- WHAT TO PRODUCE:
Rewrite the records from the line with "Provide the polygon of every instance of the city" up to and including the line with "Segment each instance of the city skyline.", swapping "even-odd rule" for "nonzero winding rule" and changing nothing else. Leave the pictures out.

Image outline annotation entries
--*--
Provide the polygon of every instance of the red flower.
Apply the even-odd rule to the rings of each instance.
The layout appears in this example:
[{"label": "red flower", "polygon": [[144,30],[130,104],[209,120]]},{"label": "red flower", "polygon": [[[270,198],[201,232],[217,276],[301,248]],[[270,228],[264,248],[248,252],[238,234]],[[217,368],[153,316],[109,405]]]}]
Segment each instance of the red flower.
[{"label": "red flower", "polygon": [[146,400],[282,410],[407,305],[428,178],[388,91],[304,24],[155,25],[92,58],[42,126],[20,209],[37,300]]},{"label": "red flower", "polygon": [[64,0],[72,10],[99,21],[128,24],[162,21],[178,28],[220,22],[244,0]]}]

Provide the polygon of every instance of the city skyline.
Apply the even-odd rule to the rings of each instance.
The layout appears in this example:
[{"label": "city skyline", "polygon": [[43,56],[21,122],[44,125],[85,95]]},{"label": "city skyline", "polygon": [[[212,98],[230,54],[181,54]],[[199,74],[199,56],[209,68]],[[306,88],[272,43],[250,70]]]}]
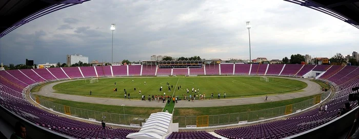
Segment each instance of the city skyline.
[{"label": "city skyline", "polygon": [[358,51],[359,30],[284,1],[91,1],[44,16],[1,38],[0,62],[19,64],[28,58],[62,63],[65,55],[76,53],[89,61],[110,62],[111,24],[116,25],[114,62],[149,60],[153,54],[248,59],[247,21],[252,25],[252,59],[281,60],[296,54],[330,58]]}]

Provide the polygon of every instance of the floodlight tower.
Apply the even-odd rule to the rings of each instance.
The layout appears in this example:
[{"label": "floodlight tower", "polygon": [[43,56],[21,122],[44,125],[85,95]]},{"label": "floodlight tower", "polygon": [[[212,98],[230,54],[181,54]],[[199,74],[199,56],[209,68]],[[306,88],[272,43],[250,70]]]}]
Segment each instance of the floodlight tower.
[{"label": "floodlight tower", "polygon": [[116,24],[112,24],[111,25],[111,30],[112,31],[112,45],[111,49],[111,65],[113,63],[113,31],[116,29]]},{"label": "floodlight tower", "polygon": [[246,21],[246,24],[247,25],[247,29],[248,29],[248,36],[249,37],[249,61],[251,61],[252,58],[251,57],[251,34],[249,31],[249,29],[251,29],[251,22]]}]

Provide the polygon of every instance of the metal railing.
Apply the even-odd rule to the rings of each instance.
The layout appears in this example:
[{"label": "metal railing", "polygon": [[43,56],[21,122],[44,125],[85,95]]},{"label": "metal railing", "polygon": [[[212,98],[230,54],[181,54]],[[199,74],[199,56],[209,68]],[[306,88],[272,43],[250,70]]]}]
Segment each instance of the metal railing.
[{"label": "metal railing", "polygon": [[[289,114],[312,106],[325,99],[330,94],[330,92],[328,91],[299,103],[267,109],[209,115],[208,115],[208,125],[214,126],[238,124],[242,121],[249,122]],[[44,107],[65,114],[85,119],[101,121],[106,117],[105,120],[108,123],[126,125],[135,124],[142,126],[142,123],[145,122],[145,119],[149,117],[149,115],[118,114],[75,108],[50,102],[35,97],[31,93],[30,95],[37,103]],[[188,125],[196,125],[198,116],[203,115],[173,116],[172,121],[173,123],[178,123],[180,127],[186,127]]]},{"label": "metal railing", "polygon": [[[142,126],[142,123],[145,122],[145,119],[150,117],[149,115],[118,114],[75,108],[53,103],[36,97],[32,93],[30,94],[34,101],[43,106],[65,114],[93,121],[101,121],[105,119],[107,123]],[[123,107],[121,106],[119,106],[119,110],[123,110]],[[123,108],[123,110],[125,111],[125,107]]]},{"label": "metal railing", "polygon": [[[328,91],[322,95],[318,95],[309,100],[291,105],[267,109],[223,114],[209,115],[208,115],[208,126],[214,126],[238,124],[240,122],[253,122],[289,114],[312,106],[325,99],[330,94],[330,92]],[[202,116],[203,115],[173,116],[173,123],[178,123],[180,127],[197,125],[197,117]]]}]

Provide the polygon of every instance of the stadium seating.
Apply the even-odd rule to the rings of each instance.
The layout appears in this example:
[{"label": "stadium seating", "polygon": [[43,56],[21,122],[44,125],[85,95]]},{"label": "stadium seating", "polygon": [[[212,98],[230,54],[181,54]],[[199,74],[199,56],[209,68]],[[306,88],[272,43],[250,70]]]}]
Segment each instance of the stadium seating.
[{"label": "stadium seating", "polygon": [[330,67],[330,68],[328,68],[325,73],[322,75],[319,79],[322,80],[327,79],[328,78],[330,77],[333,75],[339,72],[344,67],[344,66],[341,65],[332,65]]},{"label": "stadium seating", "polygon": [[[243,67],[243,69],[248,68],[248,65],[250,65],[250,64],[237,65],[238,65],[238,66],[236,66],[236,67]],[[263,69],[265,68],[264,67],[266,68],[267,64],[261,64],[261,65],[253,64],[253,65],[254,67],[253,67],[252,66],[252,71],[255,72],[251,73],[253,73],[253,75],[255,75],[257,73],[264,73],[265,70],[263,72]],[[215,66],[212,65],[212,66],[213,67],[209,70],[210,72],[215,71],[214,73],[215,73],[216,70],[218,70],[216,71],[218,72],[217,73],[219,73],[218,65],[216,64]],[[272,65],[270,65],[269,67],[271,66]],[[288,67],[287,67],[287,66]],[[286,72],[286,74],[296,73],[301,68],[300,66],[302,65],[287,64],[286,67],[287,71]],[[145,71],[150,71],[149,73],[155,72],[155,66],[152,66],[152,67],[154,67],[154,69],[148,70],[148,66],[147,66],[148,70]],[[281,68],[280,66],[278,66],[277,67],[278,69],[276,70],[277,68],[275,68],[276,66],[272,66],[273,68],[271,70],[271,71],[277,71],[278,70],[278,69]],[[98,67],[96,67],[96,70],[105,69],[103,67],[110,67],[110,66]],[[207,67],[208,66],[206,65],[206,72],[207,72]],[[298,73],[298,74],[305,74],[306,72],[304,71],[310,71],[310,68],[312,69],[313,67],[313,66],[309,65],[308,65],[307,67],[305,66]],[[321,69],[325,69],[325,67],[322,66],[316,70],[321,70]],[[78,71],[78,73],[75,72],[76,68]],[[145,66],[143,67],[143,68],[145,68]],[[285,68],[286,68],[285,67]],[[110,68],[107,68],[107,70],[108,69],[110,70]],[[241,68],[238,68],[238,69]],[[293,71],[290,71],[290,69]],[[169,71],[170,74],[171,70],[171,68],[158,69],[160,73],[168,74],[168,71]],[[33,70],[36,73],[47,80],[56,80],[56,78],[46,69],[33,69]],[[165,70],[166,71],[161,71],[161,70]],[[44,81],[31,70],[21,70],[20,71],[36,82]],[[51,71],[55,73],[57,71],[52,70]],[[97,72],[98,72],[99,71],[101,71],[101,70],[98,70]],[[259,72],[260,71],[261,72]],[[106,73],[104,72],[104,70],[102,71],[103,73]],[[143,74],[144,71],[145,71],[143,70]],[[246,70],[237,71],[237,73],[239,73],[240,71],[243,71],[243,73],[245,73]],[[72,76],[78,74],[81,75],[77,67],[72,69],[69,68],[65,72],[68,74],[71,74]],[[158,72],[157,71],[157,73]],[[107,72],[108,72],[108,71]],[[109,72],[110,73],[111,71],[109,71]],[[273,73],[276,73],[277,72]],[[105,74],[102,75],[105,75]],[[331,82],[336,89],[334,97],[325,104],[328,106],[327,111],[318,113],[318,108],[316,108],[284,120],[238,128],[215,130],[214,132],[229,138],[284,138],[313,129],[336,118],[337,116],[337,113],[340,110],[339,108],[343,107],[346,102],[349,102],[352,108],[357,105],[356,102],[349,102],[347,99],[348,94],[352,92],[351,88],[359,86],[359,68],[357,66],[332,66],[326,71],[323,76],[324,76],[323,78],[321,77],[321,79]],[[89,77],[86,76],[86,77]],[[99,125],[69,119],[43,110],[32,105],[25,97],[25,92],[26,89],[24,89],[24,87],[30,85],[31,82],[34,83],[32,80],[19,72],[16,71],[0,71],[0,105],[8,110],[14,112],[18,116],[27,119],[31,122],[52,131],[75,138],[125,138],[126,136],[129,133],[138,132],[137,130],[112,129],[111,127],[107,127],[107,129],[103,130]],[[205,131],[193,131],[173,132],[168,138],[218,138]]]},{"label": "stadium seating", "polygon": [[55,77],[45,68],[33,69],[35,72],[48,81],[57,80]]},{"label": "stadium seating", "polygon": [[[157,71],[158,72],[158,71]],[[158,74],[158,73],[157,73]],[[188,68],[173,68],[173,75],[188,75]]]},{"label": "stadium seating", "polygon": [[156,73],[156,65],[144,65],[142,66],[142,76],[154,76]]},{"label": "stadium seating", "polygon": [[158,68],[157,70],[157,75],[171,75],[172,68]]},{"label": "stadium seating", "polygon": [[30,85],[33,83],[36,83],[35,81],[28,78],[26,76],[22,73],[19,70],[10,70],[7,71],[7,72],[12,75],[14,77],[24,82],[27,84]]},{"label": "stadium seating", "polygon": [[127,66],[112,66],[112,72],[113,72],[113,76],[127,76]]},{"label": "stadium seating", "polygon": [[81,69],[81,72],[85,77],[97,77],[95,68],[93,68],[93,66],[82,66],[80,67],[80,69]]},{"label": "stadium seating", "polygon": [[248,75],[251,64],[234,64],[234,74]]},{"label": "stadium seating", "polygon": [[217,64],[206,64],[206,75],[220,75],[220,65]]},{"label": "stadium seating", "polygon": [[221,64],[221,74],[233,74],[233,64]]},{"label": "stadium seating", "polygon": [[52,75],[55,76],[55,77],[56,77],[56,78],[57,78],[57,79],[69,79],[69,77],[68,77],[67,76],[66,76],[66,75],[65,74],[63,70],[61,70],[61,68],[53,67],[49,68],[47,68],[47,70],[49,70],[49,71],[50,71],[50,72],[51,72],[52,74]]},{"label": "stadium seating", "polygon": [[281,75],[294,76],[303,66],[301,64],[286,64]]},{"label": "stadium seating", "polygon": [[25,83],[25,82],[21,81],[17,79],[17,78],[14,77],[12,76],[11,75],[9,74],[7,71],[5,71],[4,72],[1,72],[0,73],[0,76],[3,77],[3,78],[6,78],[6,79],[8,80],[8,81],[11,81],[13,82],[14,83],[19,85],[23,87],[26,87],[29,85],[29,84],[27,84]]},{"label": "stadium seating", "polygon": [[331,65],[317,65],[313,69],[313,71],[324,72],[327,71],[330,66]]},{"label": "stadium seating", "polygon": [[308,73],[309,72],[310,72],[310,71],[311,71],[312,69],[313,69],[313,68],[314,68],[315,66],[315,65],[305,65],[304,66],[303,66],[303,68],[301,70],[301,71],[299,71],[299,72],[295,76],[302,76],[306,73]]},{"label": "stadium seating", "polygon": [[266,75],[278,75],[283,68],[284,64],[269,64]]},{"label": "stadium seating", "polygon": [[264,75],[264,74],[266,73],[266,70],[267,70],[267,66],[268,64],[252,64],[252,71],[251,71],[251,75]]},{"label": "stadium seating", "polygon": [[41,78],[39,76],[36,74],[36,73],[31,69],[24,69],[21,70],[21,72],[25,74],[29,78],[31,78],[33,80],[36,82],[42,82],[45,81],[45,80]]},{"label": "stadium seating", "polygon": [[168,139],[220,139],[206,131],[173,132],[167,138]]},{"label": "stadium seating", "polygon": [[141,65],[129,65],[128,66],[128,75],[140,75],[141,74]]},{"label": "stadium seating", "polygon": [[190,75],[205,75],[205,69],[203,68],[190,68]]},{"label": "stadium seating", "polygon": [[98,77],[111,77],[111,66],[96,66],[96,71],[97,72]]},{"label": "stadium seating", "polygon": [[71,79],[83,78],[80,70],[78,70],[78,67],[62,67],[62,68],[67,76]]},{"label": "stadium seating", "polygon": [[[327,80],[329,80],[330,82],[334,82],[340,79],[341,78],[345,77],[348,74],[351,73],[351,72],[354,71],[358,66],[346,66],[344,67],[340,72],[333,75],[331,77],[328,78]],[[335,82],[336,83],[336,82]]]}]

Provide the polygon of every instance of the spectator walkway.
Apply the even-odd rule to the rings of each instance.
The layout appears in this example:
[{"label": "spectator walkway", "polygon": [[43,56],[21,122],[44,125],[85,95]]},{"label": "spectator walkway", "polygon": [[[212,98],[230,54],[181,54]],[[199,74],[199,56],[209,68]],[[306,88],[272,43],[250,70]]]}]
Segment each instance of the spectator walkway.
[{"label": "spectator walkway", "polygon": [[[320,86],[316,83],[309,81],[309,79],[302,78],[291,78],[292,79],[300,80],[308,84],[308,86],[303,89],[304,91],[287,94],[283,95],[276,95],[268,96],[267,102],[272,101],[278,101],[292,99],[297,98],[304,97],[317,94],[320,94],[323,92],[320,90]],[[157,101],[144,101],[139,100],[131,100],[116,98],[97,98],[92,97],[86,97],[82,96],[75,96],[66,95],[54,92],[55,90],[52,89],[54,85],[61,83],[72,81],[73,80],[67,80],[54,82],[48,85],[43,86],[39,91],[33,92],[33,94],[39,95],[43,96],[48,96],[59,99],[64,99],[72,101],[87,102],[91,103],[101,104],[105,105],[121,106],[124,104],[125,106],[131,106],[135,107],[164,107],[165,105],[161,102]],[[242,98],[235,99],[223,99],[222,93],[221,93],[221,99],[217,99],[217,94],[214,93],[213,100],[209,100],[210,98],[210,94],[206,94],[206,100],[196,100],[194,102],[186,101],[184,100],[178,101],[176,104],[175,107],[215,107],[238,105],[244,104],[256,104],[263,103],[264,102],[264,97],[256,97],[251,98]]]}]

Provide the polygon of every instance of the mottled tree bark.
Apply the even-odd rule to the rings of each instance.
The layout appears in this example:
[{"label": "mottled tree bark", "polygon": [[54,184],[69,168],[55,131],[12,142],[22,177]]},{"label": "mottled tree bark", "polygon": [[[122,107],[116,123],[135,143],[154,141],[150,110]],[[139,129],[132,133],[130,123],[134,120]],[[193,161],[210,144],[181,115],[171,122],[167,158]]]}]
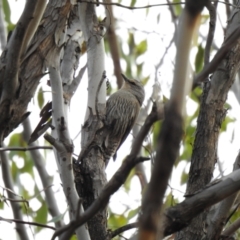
--*--
- COMPLETE ANSWER:
Provide the polygon of every instance of the city skyline.
Apply the nonzero winding rule to the rings of each instance.
The layout appears in this example:
[{"label": "city skyline", "polygon": [[43,56],[21,122],[44,125],[85,95]]},{"label": "city skyline", "polygon": [[[212,98],[230,54],[181,54]],[[199,74],[199,56],[209,68]],[[306,88],[272,43],[250,70]]]}]
Segment each instance of the city skyline.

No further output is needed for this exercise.